Point localization data:
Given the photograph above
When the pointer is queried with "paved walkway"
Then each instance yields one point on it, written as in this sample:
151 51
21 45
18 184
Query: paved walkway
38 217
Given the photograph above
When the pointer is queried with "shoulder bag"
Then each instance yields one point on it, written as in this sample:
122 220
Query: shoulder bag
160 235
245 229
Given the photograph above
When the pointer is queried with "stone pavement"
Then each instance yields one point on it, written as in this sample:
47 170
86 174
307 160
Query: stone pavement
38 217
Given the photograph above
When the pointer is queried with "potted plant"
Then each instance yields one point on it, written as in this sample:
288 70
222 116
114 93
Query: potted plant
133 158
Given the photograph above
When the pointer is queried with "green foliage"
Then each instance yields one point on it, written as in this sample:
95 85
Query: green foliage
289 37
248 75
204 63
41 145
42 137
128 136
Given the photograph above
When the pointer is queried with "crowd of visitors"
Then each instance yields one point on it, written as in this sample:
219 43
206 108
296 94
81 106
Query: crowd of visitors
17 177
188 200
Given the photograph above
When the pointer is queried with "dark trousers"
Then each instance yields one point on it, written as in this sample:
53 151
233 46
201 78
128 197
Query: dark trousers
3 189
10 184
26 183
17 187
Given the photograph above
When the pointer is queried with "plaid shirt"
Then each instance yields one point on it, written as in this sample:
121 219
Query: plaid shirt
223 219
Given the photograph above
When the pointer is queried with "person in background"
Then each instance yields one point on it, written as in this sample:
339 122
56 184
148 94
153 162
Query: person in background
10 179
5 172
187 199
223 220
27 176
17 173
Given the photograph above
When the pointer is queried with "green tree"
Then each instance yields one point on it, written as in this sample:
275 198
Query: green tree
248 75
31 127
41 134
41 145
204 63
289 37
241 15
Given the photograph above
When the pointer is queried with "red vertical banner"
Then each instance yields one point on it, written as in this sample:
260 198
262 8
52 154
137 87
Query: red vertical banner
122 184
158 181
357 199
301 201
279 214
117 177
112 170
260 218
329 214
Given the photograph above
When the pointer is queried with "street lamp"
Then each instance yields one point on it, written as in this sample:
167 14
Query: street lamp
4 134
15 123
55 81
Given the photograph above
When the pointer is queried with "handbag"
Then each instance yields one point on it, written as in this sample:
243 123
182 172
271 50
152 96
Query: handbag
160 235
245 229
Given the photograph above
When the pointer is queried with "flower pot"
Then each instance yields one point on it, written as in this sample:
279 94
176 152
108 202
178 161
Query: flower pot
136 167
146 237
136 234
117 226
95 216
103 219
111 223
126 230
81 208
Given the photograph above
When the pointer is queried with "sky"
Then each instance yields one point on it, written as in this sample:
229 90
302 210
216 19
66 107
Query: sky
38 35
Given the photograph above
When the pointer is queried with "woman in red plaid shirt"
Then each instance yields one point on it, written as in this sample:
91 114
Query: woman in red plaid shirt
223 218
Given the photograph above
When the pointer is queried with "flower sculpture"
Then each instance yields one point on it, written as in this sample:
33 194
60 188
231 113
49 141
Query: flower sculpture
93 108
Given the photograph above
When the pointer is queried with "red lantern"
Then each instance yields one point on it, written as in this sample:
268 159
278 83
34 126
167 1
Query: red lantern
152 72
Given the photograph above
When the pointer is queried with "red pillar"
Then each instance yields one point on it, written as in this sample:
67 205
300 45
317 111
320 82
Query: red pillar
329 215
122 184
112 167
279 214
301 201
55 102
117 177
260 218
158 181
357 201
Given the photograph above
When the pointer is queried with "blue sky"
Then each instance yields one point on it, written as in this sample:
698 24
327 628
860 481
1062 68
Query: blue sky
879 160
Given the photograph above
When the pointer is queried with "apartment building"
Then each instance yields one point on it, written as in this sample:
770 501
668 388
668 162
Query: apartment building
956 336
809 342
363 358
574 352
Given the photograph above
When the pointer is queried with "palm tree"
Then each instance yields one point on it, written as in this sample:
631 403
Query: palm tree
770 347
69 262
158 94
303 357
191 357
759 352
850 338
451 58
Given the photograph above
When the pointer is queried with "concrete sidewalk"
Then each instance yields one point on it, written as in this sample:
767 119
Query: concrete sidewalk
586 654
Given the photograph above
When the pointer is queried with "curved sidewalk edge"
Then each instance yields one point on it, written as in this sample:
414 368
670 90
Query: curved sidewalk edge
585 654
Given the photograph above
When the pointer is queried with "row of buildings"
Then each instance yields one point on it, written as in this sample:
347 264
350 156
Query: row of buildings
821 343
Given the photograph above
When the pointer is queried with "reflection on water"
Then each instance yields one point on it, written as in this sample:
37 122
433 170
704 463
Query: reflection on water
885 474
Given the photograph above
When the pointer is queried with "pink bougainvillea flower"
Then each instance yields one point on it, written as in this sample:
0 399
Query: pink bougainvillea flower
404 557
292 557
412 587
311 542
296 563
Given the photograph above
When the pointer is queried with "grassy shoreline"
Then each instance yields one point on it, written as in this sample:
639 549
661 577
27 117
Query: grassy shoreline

Problem description: Each line carrying the string "grassy" should be copied out from the entries.

Written solution:
When the pointer is queried with "grassy shoreline"
Query: grassy shoreline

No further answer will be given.